> [Activity]: List every person named in the text about the National Foundation for Infectious Diseases.

> [Source text]:
☆ ☆ ☆ ☆ ☆

National Foundation for Infectious Diseases
- Abbreviation: NFID
- Founders: Richard J. Duma John P. Utz
- Founded at: Virginia
- Type: 501(c)(3) non-profit organization
- Purpose: Educate and engage the public, communities, and healthcare professionals about infectious diseases across the lifespan
- Headquarters: Bethesda, Maryland
- President: Jeffery A. Goad, PharmD
- Treasurer: Kevin Rooney
- Medical Director: Robert H. Hopkins, Jr., MD
- Website: www.nfid.org

= National Foundation for Infectious Diseases =

U.S. non-profit organization

The National Foundation for Infectious Diseases (abbreviated NFID) is a 501(c)(3) non-profit organization dedicated to educating the public and medical community about infectious diseases. It was established in 1973 and is based in Bethesda, Maryland.

==History==
The National Foundation for Infectious Diseases originated at the Medical College of Virginia's Infectious Disease Division. In early 1973, several individuals there had the idea of creating a non-governmental organization to raise awareness of, and help develop treatments for, infectious diseases. Later that year, the NFID was created, originally as a non-profit corporation based in Virginia. The original founders of the NFID included John P. Utz and Richard J. Duma, who served as the organization's first and second president, respectively.

☆ ☆ ☆ ☆ ☆

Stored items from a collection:

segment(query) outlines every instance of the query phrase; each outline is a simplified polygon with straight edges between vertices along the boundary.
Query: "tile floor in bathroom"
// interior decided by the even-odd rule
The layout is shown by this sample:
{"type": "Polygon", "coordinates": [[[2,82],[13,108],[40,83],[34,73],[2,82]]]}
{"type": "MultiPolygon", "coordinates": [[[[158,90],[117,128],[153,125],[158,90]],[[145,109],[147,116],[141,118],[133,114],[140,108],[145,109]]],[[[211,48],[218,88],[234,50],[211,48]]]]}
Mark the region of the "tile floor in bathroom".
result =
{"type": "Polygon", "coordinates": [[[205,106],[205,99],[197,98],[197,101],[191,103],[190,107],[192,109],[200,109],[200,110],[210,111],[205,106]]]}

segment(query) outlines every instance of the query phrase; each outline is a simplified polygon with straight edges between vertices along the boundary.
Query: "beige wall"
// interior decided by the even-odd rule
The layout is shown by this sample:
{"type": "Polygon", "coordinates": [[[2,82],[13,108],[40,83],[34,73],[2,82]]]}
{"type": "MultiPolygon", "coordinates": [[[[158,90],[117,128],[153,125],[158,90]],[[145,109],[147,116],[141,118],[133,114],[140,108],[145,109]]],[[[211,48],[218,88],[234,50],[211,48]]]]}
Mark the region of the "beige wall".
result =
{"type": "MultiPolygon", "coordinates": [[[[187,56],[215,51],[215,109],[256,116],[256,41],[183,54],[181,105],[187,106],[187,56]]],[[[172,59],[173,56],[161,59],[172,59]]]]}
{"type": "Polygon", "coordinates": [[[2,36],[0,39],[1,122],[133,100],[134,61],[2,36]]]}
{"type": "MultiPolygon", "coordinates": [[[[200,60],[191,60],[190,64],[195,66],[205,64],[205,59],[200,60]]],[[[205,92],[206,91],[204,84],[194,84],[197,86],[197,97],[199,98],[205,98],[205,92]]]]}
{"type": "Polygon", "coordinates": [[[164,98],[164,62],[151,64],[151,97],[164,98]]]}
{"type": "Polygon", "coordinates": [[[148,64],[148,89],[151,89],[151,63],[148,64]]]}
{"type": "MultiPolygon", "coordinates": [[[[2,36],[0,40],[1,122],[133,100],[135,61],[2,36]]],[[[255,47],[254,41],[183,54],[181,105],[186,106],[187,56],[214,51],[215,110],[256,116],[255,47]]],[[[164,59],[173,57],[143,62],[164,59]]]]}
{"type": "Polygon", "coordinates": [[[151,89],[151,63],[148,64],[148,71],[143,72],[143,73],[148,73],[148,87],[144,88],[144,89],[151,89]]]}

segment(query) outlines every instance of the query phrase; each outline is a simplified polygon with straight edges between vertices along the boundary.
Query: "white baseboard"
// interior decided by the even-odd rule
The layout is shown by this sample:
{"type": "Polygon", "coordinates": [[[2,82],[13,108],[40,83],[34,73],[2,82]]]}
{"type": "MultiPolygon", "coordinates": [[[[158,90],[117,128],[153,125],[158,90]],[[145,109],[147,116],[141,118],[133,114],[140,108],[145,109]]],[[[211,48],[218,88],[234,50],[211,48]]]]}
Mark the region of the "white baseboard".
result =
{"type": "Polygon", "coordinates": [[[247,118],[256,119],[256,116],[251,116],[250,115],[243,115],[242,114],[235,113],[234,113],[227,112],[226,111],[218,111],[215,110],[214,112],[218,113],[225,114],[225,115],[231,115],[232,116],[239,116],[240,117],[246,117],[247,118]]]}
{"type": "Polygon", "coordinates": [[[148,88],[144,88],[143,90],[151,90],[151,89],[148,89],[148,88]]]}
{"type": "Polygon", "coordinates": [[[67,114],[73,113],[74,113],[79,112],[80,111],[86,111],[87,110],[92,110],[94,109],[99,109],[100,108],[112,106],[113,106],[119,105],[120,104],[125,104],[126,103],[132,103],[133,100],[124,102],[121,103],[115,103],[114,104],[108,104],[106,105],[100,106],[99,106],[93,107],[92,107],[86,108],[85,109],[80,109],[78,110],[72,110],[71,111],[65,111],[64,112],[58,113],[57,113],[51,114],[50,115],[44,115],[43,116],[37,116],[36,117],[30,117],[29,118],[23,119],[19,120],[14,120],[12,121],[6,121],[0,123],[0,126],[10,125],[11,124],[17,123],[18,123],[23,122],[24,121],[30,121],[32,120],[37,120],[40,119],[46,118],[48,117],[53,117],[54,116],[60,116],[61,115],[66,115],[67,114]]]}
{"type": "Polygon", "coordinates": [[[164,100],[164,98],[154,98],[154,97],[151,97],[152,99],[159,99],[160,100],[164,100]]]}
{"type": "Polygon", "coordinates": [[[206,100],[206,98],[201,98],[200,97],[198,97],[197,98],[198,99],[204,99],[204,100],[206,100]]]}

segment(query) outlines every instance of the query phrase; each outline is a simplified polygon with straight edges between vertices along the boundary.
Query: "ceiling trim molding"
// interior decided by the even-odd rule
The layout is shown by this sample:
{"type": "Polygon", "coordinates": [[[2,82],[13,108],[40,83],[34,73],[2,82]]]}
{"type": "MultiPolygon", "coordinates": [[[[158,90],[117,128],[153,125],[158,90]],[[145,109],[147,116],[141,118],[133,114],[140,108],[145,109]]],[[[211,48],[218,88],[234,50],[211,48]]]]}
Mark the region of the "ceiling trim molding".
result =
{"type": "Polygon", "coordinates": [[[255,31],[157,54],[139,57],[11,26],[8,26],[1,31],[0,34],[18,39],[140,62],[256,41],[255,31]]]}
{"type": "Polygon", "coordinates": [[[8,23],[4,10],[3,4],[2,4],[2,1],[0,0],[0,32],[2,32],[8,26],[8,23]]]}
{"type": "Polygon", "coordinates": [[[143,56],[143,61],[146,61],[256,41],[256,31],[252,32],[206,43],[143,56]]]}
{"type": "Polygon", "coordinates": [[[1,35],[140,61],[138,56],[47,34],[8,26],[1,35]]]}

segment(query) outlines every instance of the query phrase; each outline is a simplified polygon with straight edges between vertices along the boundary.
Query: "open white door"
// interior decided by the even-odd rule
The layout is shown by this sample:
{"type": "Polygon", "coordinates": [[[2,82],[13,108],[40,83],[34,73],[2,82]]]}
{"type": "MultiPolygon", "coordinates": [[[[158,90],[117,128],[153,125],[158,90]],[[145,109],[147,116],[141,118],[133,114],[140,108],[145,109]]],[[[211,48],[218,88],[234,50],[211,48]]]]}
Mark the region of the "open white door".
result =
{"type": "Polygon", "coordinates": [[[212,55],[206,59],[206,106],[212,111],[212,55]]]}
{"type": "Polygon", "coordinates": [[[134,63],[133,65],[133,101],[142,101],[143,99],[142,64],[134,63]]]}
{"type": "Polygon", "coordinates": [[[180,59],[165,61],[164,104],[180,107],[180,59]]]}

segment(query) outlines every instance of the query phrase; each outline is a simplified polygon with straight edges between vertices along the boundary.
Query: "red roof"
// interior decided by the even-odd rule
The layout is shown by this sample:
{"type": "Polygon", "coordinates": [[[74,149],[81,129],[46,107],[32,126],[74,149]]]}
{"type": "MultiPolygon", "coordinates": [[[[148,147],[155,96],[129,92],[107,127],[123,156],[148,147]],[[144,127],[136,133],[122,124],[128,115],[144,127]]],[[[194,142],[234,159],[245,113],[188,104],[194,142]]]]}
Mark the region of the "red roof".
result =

☆ ☆ ☆ ☆ ☆

> [Result for this exercise]:
Richard J. Duma
John P. Utz
Jeffery A. Goad
Kevin Rooney
Robert H. Hopkins, Jr.